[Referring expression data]
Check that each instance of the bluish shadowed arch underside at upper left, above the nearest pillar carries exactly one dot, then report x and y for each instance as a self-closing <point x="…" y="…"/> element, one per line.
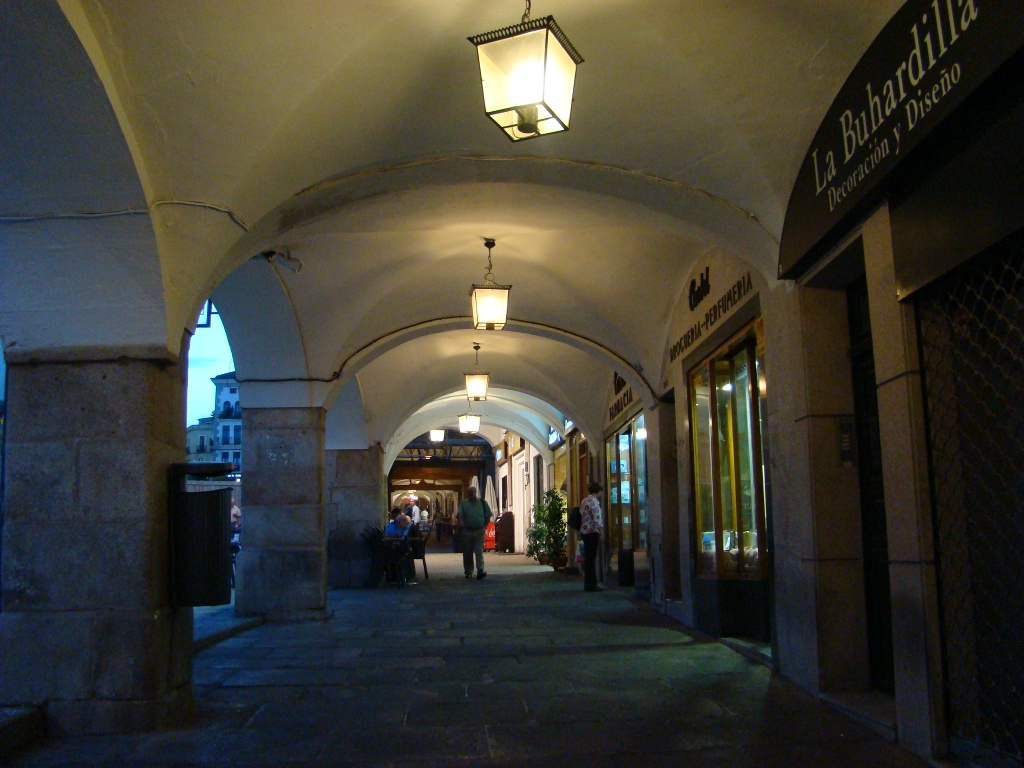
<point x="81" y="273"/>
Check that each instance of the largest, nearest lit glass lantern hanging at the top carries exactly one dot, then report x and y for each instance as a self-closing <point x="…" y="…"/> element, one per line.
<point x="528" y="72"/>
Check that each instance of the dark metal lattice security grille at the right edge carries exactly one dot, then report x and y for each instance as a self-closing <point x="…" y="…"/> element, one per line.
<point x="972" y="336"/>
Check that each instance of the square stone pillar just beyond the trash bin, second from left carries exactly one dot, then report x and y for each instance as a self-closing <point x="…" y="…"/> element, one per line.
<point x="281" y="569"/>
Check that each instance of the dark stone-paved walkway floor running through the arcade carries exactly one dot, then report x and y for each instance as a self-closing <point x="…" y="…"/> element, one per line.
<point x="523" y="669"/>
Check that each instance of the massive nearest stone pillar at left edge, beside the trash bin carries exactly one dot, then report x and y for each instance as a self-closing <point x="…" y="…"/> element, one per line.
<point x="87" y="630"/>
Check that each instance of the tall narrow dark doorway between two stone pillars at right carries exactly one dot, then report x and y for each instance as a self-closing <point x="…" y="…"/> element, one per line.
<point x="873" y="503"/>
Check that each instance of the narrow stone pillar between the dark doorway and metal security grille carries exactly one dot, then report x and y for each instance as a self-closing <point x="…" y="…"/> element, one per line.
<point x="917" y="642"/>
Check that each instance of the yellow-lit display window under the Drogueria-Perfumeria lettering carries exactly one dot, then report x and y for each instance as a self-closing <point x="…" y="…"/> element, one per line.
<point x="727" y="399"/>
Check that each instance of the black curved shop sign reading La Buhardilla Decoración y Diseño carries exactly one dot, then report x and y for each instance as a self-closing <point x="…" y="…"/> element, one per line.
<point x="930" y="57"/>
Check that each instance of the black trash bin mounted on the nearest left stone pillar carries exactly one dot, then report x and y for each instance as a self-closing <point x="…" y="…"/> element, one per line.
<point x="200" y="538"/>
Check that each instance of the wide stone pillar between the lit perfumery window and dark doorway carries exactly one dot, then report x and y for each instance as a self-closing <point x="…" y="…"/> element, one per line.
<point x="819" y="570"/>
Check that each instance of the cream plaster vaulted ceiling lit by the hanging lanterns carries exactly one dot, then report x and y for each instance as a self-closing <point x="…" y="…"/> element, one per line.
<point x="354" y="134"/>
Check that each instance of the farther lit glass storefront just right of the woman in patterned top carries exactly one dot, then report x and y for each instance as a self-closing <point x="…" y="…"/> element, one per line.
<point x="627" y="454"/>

[REQUIREMENT] From the line that holds "Check that each instance of the wide" to the last line of the records above, print each line exactly. Add nothing else.

[ANSWER SPACE]
Check that each instance of the wide stone pillar between the lit perfumery window and dark doorway carries exactly one dot, then report x and y for each instance as a self-closing <point x="…" y="…"/> element, one per line.
<point x="819" y="570"/>
Check that each instance of the cream plaster vaulted ceiling lit by the hanging lanterns carries exactly one dot, then report x and y for each instance as a self-closing <point x="…" y="…"/> element, one per line.
<point x="354" y="134"/>
Check that each instance of the farther lit glass storefront just right of the woman in patterned top carries exactly one dot, then report x and y for each instance as a self-closing <point x="…" y="…"/> element, one per line.
<point x="627" y="454"/>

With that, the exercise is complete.